Instructions for the task: Please reproduce each line of the data below as it stands.

Material to process:
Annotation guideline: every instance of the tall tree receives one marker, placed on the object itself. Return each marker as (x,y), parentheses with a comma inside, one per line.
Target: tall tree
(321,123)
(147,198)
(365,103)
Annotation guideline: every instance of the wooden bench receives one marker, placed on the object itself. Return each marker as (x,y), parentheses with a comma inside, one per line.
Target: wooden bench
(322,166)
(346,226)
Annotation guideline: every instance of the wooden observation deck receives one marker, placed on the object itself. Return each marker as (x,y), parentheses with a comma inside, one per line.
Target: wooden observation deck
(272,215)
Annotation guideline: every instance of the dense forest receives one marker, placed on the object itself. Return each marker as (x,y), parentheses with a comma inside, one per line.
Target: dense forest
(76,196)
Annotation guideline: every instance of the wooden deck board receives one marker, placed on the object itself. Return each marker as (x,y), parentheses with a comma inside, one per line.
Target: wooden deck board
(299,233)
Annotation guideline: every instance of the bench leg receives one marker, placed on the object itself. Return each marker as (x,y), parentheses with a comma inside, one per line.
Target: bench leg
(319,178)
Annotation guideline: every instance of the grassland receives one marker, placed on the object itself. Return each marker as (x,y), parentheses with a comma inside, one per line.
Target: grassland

Solution to this exercise:
Annotation guideline: every instance of the tall tree receives one marker, placed on the object itself. Return each marker as (x,y), parentheses with a comma inside, one per line.
Target: tall tree
(321,123)
(147,198)
(365,103)
Annotation guideline: every instance of the wooden bench receives one marker, placed on the object itself. Return each marker as (x,y), parentheses with a comma inside, one per line.
Target: wooden bench
(322,166)
(346,226)
Annotation guideline: every instance of the wooden observation deck receives one marker, placed on the object itself. Return each marker as (x,y), parentheses with a comma inside, one per line.
Target: wooden observation deck
(272,215)
Annotation guideline: every instance of the dense forest receives one marker, placed on the object itself. Return each marker as (x,y), parentheses with a comma inside, one per line.
Target: dense forest
(76,196)
Annotation guideline: every instance of the wooden deck board receives one marker, placed on the object itself. Return each marker as (x,y), parentheses with a comma inside, one per line.
Target: wooden deck board
(299,233)
Annotation guideline: every instance of the bench leg receives one marker, placed on the object itself. Return each marker as (x,y), parentheses with a comma inside, one per line.
Target: bench leg
(319,178)
Annotation guideline: every instance of the grassland receives one marker, placed on the object itself. Return each marker as (x,y), parentheses with a comma inside, one per line.
Target: grassland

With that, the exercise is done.